THE EXERCISE.
Rewrite the entries starting at the line containing "around the concrete" and ending at the line containing "442;268;640;286", replacing "sidewalk" with "footpath" and leaving everything else unchanged.

[Collection entries]
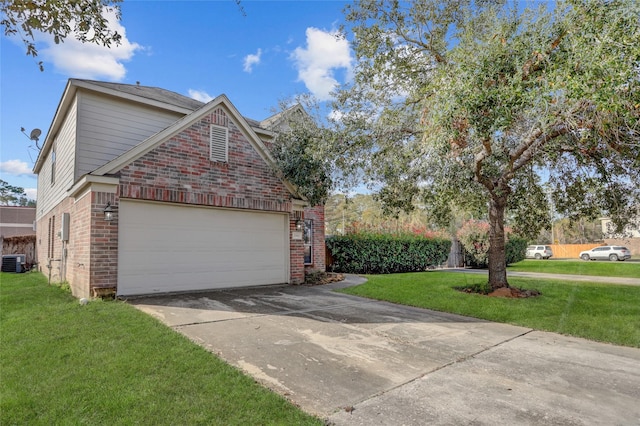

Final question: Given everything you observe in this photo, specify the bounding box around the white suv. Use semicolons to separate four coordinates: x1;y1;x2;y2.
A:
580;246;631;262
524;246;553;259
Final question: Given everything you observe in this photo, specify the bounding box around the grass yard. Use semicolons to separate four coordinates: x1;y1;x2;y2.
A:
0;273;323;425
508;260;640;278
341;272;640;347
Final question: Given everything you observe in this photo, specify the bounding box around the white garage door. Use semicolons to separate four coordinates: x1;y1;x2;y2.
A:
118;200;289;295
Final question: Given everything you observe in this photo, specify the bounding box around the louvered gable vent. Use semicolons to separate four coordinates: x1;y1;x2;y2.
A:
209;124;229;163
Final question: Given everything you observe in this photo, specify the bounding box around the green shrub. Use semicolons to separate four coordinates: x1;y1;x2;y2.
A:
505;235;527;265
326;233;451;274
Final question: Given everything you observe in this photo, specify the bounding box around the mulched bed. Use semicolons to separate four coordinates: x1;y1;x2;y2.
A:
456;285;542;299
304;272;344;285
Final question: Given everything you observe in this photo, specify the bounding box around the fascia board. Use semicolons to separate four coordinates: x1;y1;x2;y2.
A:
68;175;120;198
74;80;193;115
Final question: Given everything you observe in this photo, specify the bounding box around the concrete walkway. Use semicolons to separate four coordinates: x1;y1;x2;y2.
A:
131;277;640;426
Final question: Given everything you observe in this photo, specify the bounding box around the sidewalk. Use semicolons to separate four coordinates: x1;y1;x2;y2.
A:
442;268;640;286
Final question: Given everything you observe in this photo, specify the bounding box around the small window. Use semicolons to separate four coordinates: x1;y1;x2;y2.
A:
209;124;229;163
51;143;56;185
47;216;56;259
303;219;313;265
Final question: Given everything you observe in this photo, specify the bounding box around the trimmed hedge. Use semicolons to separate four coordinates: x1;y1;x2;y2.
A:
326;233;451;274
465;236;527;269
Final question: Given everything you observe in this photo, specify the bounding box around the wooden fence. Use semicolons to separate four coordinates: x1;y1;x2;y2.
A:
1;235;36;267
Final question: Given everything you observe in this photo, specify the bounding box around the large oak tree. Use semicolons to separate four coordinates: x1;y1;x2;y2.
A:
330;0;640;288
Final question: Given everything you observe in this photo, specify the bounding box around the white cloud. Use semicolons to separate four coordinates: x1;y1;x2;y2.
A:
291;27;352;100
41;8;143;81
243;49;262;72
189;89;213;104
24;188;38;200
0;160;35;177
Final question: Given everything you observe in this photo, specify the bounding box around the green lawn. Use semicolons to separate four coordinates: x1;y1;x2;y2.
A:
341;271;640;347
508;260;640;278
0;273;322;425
...
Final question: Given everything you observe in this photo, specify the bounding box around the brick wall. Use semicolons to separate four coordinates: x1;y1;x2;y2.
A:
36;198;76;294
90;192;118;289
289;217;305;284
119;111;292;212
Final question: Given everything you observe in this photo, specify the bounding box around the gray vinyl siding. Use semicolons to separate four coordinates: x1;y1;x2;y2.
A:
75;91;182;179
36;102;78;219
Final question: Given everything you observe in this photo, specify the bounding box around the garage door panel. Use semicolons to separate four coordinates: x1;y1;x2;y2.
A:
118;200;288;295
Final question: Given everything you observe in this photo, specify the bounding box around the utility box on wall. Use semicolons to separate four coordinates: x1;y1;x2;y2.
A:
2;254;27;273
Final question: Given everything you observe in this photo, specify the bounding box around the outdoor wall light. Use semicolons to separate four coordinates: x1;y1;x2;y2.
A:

OUTPUT OF THE EXERCISE.
Final question: Given everything you observe in this photo, specify the bounding box around the concrete walkway. Use semicolons to separate four coordinates: x1;y1;x2;y2.
A:
131;277;640;426
Final question: Given everything you observe in this photo, specify the bounding box around the footpath. Use semicolons to separate four coordinates: x1;y1;x2;y2.
A:
442;268;640;286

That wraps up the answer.